- _WORK TO DO_: Print, exactly and completely, every entry in the data.

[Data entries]
* start *
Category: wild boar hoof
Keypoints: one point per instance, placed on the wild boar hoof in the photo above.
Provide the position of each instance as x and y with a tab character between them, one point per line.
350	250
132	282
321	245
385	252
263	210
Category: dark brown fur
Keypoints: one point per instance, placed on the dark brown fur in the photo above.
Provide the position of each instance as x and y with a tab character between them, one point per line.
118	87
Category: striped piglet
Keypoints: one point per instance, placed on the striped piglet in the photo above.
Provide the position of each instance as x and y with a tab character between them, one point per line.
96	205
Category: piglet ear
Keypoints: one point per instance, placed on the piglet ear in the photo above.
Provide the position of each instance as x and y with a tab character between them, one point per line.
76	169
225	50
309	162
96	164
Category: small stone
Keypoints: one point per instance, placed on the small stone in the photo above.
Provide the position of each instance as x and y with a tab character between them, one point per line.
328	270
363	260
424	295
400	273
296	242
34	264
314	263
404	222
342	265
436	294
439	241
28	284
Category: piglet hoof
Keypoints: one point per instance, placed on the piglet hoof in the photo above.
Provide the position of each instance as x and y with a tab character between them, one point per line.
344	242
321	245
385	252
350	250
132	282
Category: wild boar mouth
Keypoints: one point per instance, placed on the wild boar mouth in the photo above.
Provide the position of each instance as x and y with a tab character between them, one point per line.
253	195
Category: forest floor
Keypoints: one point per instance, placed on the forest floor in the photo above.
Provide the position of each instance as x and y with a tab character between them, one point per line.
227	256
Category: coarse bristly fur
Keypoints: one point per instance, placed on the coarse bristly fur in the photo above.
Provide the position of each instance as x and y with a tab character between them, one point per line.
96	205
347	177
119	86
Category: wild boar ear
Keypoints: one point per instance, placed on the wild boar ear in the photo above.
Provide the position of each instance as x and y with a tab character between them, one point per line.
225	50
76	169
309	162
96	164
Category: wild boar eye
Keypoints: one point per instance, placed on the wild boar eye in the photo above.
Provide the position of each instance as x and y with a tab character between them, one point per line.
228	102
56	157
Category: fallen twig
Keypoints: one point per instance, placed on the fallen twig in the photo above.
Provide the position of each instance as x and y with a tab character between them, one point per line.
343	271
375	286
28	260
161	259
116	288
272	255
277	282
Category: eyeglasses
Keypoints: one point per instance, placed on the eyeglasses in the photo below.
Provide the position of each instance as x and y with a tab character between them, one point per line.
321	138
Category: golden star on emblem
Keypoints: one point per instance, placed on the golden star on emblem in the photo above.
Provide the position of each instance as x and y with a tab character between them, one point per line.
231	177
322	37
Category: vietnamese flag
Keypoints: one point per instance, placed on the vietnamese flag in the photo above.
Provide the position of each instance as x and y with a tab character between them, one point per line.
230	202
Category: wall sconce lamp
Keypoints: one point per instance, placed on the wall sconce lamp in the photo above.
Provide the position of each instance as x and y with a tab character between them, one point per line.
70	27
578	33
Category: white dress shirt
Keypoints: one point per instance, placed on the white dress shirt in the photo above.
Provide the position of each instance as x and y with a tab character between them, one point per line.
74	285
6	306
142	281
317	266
* end *
- _EXERCISE ANSWER_:
Category: wild boar hoof
Keypoints: one point per instance, placed on the wild boar hoof in the photo above.
Provide the position of each instance as x and y with a tab character between them, one point per line.
350	250
132	282
321	245
385	252
263	210
Category: dark brown fur
Keypoints: one point per instance, placed on the dark brown fur in the photo above.
Provide the position of each instance as x and y with a tab character between them, one point per line.
118	87
Category: striped piglet
Keypoints: one point per instance, placed on the striped piglet in the photo above.
Provide the position of each instance as x and y with a tab character between them, one point per line.
96	205
Category: piglet ear
Keypoints: one point per instance, placed on the piglet ear in the photo above.
Provide the position of each instance as x and y with a tab character between them, one point per line.
76	169
225	50
309	162
96	164
Category: small stone
Keypoints: one point per instance, placed on the small stone in the photo above.
Provide the position of each instance as x and y with a tab character between them, one point per line.
328	270
363	260
424	295
400	273
296	242
34	264
314	263
404	222
342	265
436	294
439	241
28	284
Category: piglet hoof
Keypoints: one point per instance, placed on the piglet hoof in the photo above.
Provide the position of each instance as x and y with a tab character between them, one point per line.
344	242
321	245
385	252
350	250
132	282
Category: wild boar mouth
Keypoints: one point per instance, placed on the wild boar mouth in the photo above.
Provide the position of each instance as x and y with a tab character between them, one point per line.
253	195
Category: forest floor
Keypoints: one point per instance, placed on the forest floor in the photo above.
Provide the position of each instance as x and y with a tab character between them, one point per line.
227	256
Category: coarse bristly fur
Keypoints: one point per instance, placed on the coarse bristly fur in the photo above.
Provide the position of each instance as x and y with a tab character between them, one point per line.
96	205
347	177
119	86
Category: wild boar ear
Keypoints: one point per instance, placed on the wild boar ear in the photo above.
Provide the position of each instance as x and y with a tab character between them, one point per line.
225	50
76	169
309	162
96	164
Category: wild boar eye
Keypoints: one point per instance, placed on the wild boar eye in the photo above.
Provide the position of each instance as x and y with a tab character between them, one point per line.
228	102
56	157
Category: fallen twig
Keypoints: one point per instance, placed on the fallen twig in the photo above.
Provide the position of each instance as x and y with a tab character between them, one point per line.
343	271
375	286
28	260
161	259
116	288
272	255
277	282
Category: eyeglasses
Keypoints: one point per instance, placed on the eyeglasses in the photo below.
Provide the position of each instance as x and y with a tab character between them, one point per line.
321	138
Category: golden star on emblem
Keypoints: one point per instance, placed on the golden star on emblem in the photo above.
Provide the position of each instance as x and y with a tab character between them, one point per line.
231	177
322	37
Category: vietnamese flag
Keypoints: one point per instance, placed on the vietnamese flag in the photo above.
Provide the position of each instance as x and y with a tab character between them, one point per line.
230	202
Category: wall sconce lamp
Keypoints: one point per instance, placed on the wall sconce lamp in the photo above.
Provide the position of each instance as x and y with a tab character between them, one point per line.
70	27
578	33
Category: white dress shirt
Keypoints: one point per instance, placed on the white dress shirt in the photo above.
Provide the position of each instance as x and y with a tab character between them, one point per line.
74	285
6	306
142	281
317	266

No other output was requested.